(Point annotation dataset records)

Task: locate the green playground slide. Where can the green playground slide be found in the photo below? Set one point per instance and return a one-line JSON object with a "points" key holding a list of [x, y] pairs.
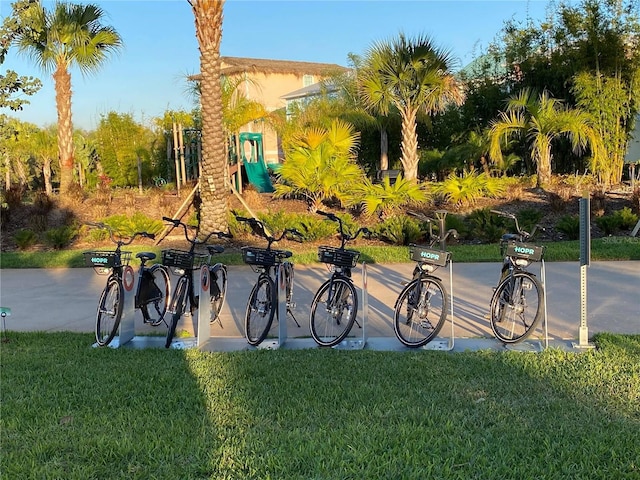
{"points": [[258, 176]]}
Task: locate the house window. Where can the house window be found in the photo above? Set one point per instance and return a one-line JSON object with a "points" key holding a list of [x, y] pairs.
{"points": [[307, 80]]}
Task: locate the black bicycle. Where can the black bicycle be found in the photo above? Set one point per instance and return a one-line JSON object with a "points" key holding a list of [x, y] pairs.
{"points": [[152, 291], [184, 264], [335, 305], [517, 302], [262, 305], [422, 306]]}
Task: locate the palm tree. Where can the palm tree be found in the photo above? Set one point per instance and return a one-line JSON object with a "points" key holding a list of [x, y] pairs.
{"points": [[414, 76], [213, 190], [320, 165], [541, 120], [69, 35]]}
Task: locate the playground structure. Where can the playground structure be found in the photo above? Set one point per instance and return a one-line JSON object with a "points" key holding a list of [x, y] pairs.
{"points": [[245, 159]]}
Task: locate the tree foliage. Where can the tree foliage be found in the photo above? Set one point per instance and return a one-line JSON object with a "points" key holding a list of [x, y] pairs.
{"points": [[319, 165], [414, 76]]}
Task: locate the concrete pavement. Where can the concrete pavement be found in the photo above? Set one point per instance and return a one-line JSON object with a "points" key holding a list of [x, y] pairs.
{"points": [[65, 300]]}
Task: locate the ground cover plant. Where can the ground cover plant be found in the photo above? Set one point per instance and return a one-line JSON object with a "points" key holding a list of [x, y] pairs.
{"points": [[75, 412]]}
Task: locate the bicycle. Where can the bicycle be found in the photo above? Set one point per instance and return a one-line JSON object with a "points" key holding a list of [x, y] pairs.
{"points": [[262, 304], [184, 264], [153, 287], [335, 305], [422, 305], [517, 303]]}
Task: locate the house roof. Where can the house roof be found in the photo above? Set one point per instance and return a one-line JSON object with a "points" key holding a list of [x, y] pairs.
{"points": [[233, 65], [311, 90]]}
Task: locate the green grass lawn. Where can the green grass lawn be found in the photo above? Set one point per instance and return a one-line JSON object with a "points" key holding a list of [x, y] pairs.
{"points": [[70, 411], [610, 248]]}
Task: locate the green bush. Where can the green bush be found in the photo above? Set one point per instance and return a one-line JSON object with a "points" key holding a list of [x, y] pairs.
{"points": [[570, 226], [528, 218], [486, 225], [125, 226], [399, 230], [469, 188], [460, 224], [61, 237], [627, 218], [25, 238], [609, 224], [384, 199]]}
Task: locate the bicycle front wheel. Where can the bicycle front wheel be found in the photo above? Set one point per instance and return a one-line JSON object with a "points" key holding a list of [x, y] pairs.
{"points": [[162, 290], [218, 289], [109, 312], [333, 311], [261, 308], [516, 307], [420, 311], [178, 304]]}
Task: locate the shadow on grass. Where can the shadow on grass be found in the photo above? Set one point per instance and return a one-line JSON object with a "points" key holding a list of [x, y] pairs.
{"points": [[318, 413]]}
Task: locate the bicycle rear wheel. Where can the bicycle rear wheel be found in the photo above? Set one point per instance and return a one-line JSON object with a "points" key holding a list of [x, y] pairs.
{"points": [[218, 289], [178, 302], [109, 312], [420, 311], [333, 311], [162, 283], [516, 307], [261, 308]]}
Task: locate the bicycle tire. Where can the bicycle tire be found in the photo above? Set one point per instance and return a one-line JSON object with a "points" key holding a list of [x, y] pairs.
{"points": [[509, 309], [261, 308], [177, 309], [326, 319], [218, 289], [420, 311], [163, 282], [109, 312]]}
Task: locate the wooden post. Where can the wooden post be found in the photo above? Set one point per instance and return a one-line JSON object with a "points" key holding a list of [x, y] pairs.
{"points": [[181, 150], [139, 173], [176, 156]]}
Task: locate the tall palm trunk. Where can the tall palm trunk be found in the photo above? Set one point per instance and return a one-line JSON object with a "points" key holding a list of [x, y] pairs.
{"points": [[213, 188], [62, 80], [409, 144], [384, 149]]}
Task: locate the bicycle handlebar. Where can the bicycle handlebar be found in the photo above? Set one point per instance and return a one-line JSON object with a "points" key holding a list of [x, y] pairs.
{"points": [[119, 241], [177, 223], [524, 234], [344, 237], [259, 229]]}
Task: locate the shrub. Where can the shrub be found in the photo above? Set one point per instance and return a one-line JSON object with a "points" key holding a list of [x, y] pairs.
{"points": [[42, 203], [609, 224], [486, 225], [25, 238], [59, 238], [528, 218], [399, 230], [13, 196], [460, 224], [126, 226], [627, 218], [384, 198], [315, 228], [466, 190], [570, 226]]}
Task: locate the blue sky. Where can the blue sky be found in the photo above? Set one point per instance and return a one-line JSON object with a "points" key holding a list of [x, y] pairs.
{"points": [[160, 47]]}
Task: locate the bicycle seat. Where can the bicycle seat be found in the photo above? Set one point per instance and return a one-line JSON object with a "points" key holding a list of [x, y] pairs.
{"points": [[145, 256]]}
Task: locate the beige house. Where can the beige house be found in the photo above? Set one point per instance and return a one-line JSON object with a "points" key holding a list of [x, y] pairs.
{"points": [[270, 82]]}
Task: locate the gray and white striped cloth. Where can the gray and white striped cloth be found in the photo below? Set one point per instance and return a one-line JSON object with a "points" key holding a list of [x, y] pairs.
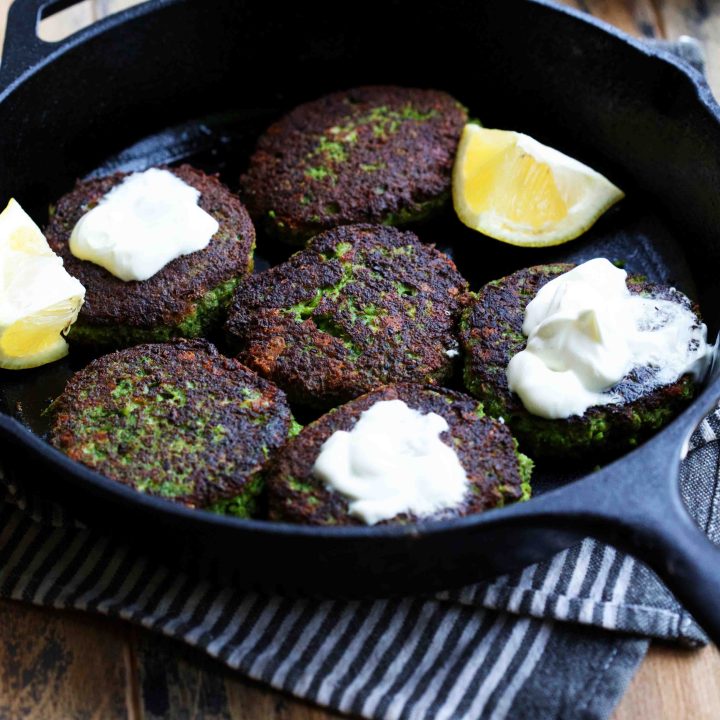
{"points": [[492, 650]]}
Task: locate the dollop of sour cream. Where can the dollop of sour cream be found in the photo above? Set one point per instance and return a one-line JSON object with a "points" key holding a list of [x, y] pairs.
{"points": [[586, 332], [393, 461], [142, 224]]}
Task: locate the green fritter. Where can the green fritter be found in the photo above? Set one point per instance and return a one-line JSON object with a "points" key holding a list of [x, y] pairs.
{"points": [[186, 298], [497, 473], [491, 334], [361, 306], [176, 420], [378, 154]]}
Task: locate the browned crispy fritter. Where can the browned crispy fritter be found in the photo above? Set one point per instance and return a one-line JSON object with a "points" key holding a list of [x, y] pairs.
{"points": [[177, 420], [491, 333], [496, 472], [362, 306], [184, 298], [378, 154]]}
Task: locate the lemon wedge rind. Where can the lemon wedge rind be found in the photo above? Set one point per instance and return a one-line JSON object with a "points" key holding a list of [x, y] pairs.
{"points": [[39, 300], [513, 188]]}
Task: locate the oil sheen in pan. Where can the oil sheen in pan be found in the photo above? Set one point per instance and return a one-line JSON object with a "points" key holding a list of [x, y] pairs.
{"points": [[631, 233]]}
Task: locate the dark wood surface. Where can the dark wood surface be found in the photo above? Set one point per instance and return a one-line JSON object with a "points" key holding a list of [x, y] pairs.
{"points": [[66, 665]]}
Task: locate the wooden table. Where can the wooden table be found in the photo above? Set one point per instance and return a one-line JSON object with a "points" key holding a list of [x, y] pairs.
{"points": [[66, 665]]}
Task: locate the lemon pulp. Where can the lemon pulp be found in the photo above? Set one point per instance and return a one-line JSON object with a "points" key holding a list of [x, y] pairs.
{"points": [[39, 300], [510, 187]]}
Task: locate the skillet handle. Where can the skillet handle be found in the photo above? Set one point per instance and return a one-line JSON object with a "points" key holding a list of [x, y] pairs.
{"points": [[24, 50], [635, 504]]}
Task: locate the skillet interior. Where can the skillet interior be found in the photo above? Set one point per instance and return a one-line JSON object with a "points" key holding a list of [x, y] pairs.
{"points": [[538, 70]]}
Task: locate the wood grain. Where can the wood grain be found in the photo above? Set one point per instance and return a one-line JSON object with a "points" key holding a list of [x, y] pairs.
{"points": [[63, 665], [637, 17]]}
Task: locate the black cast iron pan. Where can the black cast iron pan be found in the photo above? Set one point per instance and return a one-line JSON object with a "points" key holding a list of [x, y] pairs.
{"points": [[177, 79]]}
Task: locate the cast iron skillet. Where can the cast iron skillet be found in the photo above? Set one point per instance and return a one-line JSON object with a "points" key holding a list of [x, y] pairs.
{"points": [[649, 122]]}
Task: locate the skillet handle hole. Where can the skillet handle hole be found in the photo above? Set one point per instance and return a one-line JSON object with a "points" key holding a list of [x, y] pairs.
{"points": [[61, 19]]}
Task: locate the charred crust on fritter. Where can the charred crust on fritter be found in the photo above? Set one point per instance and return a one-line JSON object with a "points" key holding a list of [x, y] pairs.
{"points": [[379, 154], [360, 307], [177, 420], [491, 333], [485, 448], [165, 301]]}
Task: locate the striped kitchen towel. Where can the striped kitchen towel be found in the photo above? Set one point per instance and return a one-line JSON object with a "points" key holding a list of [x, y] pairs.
{"points": [[491, 650]]}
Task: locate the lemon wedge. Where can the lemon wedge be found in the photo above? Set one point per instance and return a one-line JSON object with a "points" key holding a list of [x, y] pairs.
{"points": [[39, 300], [514, 189]]}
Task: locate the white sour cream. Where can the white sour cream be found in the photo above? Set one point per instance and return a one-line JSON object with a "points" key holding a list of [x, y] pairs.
{"points": [[393, 461], [586, 332], [142, 224]]}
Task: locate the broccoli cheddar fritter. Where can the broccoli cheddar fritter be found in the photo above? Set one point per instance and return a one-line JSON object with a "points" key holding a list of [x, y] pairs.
{"points": [[497, 473], [362, 306], [186, 298], [379, 154], [176, 420], [491, 334]]}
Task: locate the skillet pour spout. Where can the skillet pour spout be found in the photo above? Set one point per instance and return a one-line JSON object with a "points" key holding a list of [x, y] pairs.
{"points": [[91, 102]]}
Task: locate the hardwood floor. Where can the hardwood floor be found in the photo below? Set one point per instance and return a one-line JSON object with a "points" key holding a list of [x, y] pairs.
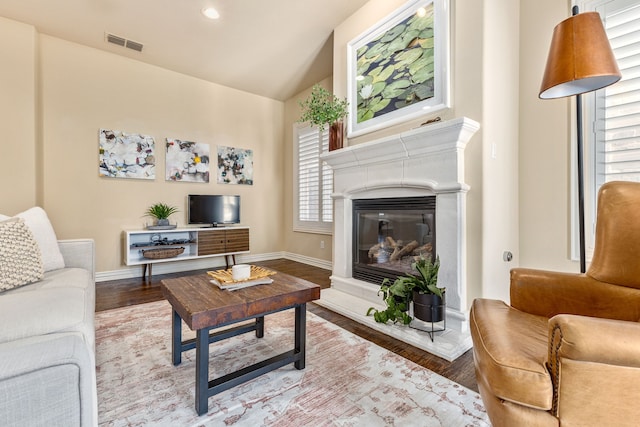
{"points": [[120, 293]]}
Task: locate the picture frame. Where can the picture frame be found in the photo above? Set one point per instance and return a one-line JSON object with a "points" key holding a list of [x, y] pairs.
{"points": [[235, 165], [126, 155], [399, 69]]}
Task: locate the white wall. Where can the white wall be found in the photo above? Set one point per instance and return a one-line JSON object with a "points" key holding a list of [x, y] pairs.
{"points": [[18, 174]]}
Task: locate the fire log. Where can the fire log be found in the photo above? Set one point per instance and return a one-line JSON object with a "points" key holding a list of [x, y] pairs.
{"points": [[406, 250]]}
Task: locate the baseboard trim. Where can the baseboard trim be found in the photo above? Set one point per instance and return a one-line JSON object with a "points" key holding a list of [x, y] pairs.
{"points": [[214, 262]]}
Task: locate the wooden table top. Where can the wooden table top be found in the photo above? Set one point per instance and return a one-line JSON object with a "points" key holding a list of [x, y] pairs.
{"points": [[202, 304]]}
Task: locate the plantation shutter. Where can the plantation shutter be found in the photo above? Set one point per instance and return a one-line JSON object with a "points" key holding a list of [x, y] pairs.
{"points": [[617, 124], [314, 182]]}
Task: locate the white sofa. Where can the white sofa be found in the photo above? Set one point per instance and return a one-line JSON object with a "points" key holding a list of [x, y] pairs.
{"points": [[47, 345]]}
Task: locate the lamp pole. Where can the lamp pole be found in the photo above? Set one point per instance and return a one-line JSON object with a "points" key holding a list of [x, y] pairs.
{"points": [[580, 60], [580, 158]]}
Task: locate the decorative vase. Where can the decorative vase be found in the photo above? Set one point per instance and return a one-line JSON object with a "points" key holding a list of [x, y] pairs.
{"points": [[428, 307], [336, 135]]}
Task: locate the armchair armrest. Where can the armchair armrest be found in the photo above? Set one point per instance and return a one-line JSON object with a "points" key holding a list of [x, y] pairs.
{"points": [[79, 253], [590, 339], [595, 370], [548, 293]]}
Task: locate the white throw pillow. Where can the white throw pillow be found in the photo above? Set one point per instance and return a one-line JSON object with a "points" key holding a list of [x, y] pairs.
{"points": [[20, 260], [38, 222]]}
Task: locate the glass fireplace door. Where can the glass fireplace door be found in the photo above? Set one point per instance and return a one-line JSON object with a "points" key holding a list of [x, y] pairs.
{"points": [[390, 234]]}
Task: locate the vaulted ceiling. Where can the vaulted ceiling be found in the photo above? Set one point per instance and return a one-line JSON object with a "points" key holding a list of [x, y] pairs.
{"points": [[272, 48]]}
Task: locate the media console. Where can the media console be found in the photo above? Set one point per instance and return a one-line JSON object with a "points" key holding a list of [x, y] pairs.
{"points": [[147, 247]]}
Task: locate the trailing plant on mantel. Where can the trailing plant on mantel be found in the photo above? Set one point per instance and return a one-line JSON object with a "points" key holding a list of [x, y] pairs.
{"points": [[322, 108], [398, 295]]}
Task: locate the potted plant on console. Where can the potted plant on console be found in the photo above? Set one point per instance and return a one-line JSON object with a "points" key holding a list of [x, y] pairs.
{"points": [[421, 289], [161, 212], [321, 109]]}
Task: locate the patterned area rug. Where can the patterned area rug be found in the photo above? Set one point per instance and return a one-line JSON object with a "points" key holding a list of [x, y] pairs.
{"points": [[348, 381]]}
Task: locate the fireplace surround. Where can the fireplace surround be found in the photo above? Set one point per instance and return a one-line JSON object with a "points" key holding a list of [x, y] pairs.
{"points": [[426, 161]]}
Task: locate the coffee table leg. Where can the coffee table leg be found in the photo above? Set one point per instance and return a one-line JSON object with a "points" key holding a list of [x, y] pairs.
{"points": [[176, 338], [202, 371], [300, 335], [260, 327]]}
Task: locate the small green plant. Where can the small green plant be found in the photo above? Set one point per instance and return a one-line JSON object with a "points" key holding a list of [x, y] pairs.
{"points": [[161, 211], [322, 108], [398, 295]]}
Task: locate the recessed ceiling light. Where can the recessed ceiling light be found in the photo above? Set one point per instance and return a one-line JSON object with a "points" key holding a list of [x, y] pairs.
{"points": [[210, 13]]}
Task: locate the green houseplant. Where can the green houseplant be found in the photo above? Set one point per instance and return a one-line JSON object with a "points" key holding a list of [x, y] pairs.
{"points": [[161, 212], [322, 109], [421, 289]]}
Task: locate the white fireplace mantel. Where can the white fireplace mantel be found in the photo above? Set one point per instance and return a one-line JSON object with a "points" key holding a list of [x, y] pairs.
{"points": [[428, 160]]}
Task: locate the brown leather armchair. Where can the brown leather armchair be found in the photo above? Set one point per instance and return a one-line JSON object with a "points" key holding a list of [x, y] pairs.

▶ [Exercise goal] Transcribe exactly the line containing "Task: locate the small" and all remaining lines of the material, ending with the last one.

▶ [Written solution]
Task: locate the small green plant. Where can the small green plant be found in the photo above? Set one point per instance and return a one-line JSON object with a "points" key holding a list of [x, y] pairs.
{"points": [[161, 211], [322, 108], [398, 295]]}
Task: locate the recessed ceiling light. Where can the recessed ceiling light be found in the photo above? Set one point per instance and return a one-line JSON object with a "points" key holding a list of [x, y] pairs.
{"points": [[210, 13]]}
Task: locate the green houseplant. Where can the green houseplant be found in the photo above? Set one point per instance and return a one-line JSON object with a "points" key holding a list of [x, y] pairs.
{"points": [[161, 212], [322, 109], [421, 289]]}
Task: locate the white fireplace mantel. Where can the white fireplace mantel be found in the photo above? Set one point per instance and return a one-line JSON object with a "points" key holding a list of [x, y] pairs.
{"points": [[428, 160]]}
Task: locate the brown leather armchair. Where can the brown leather armchair be found in the photo above? Set one point per instance and return a one-line JSON object with a "points" key holding a list of [x, y] pairs.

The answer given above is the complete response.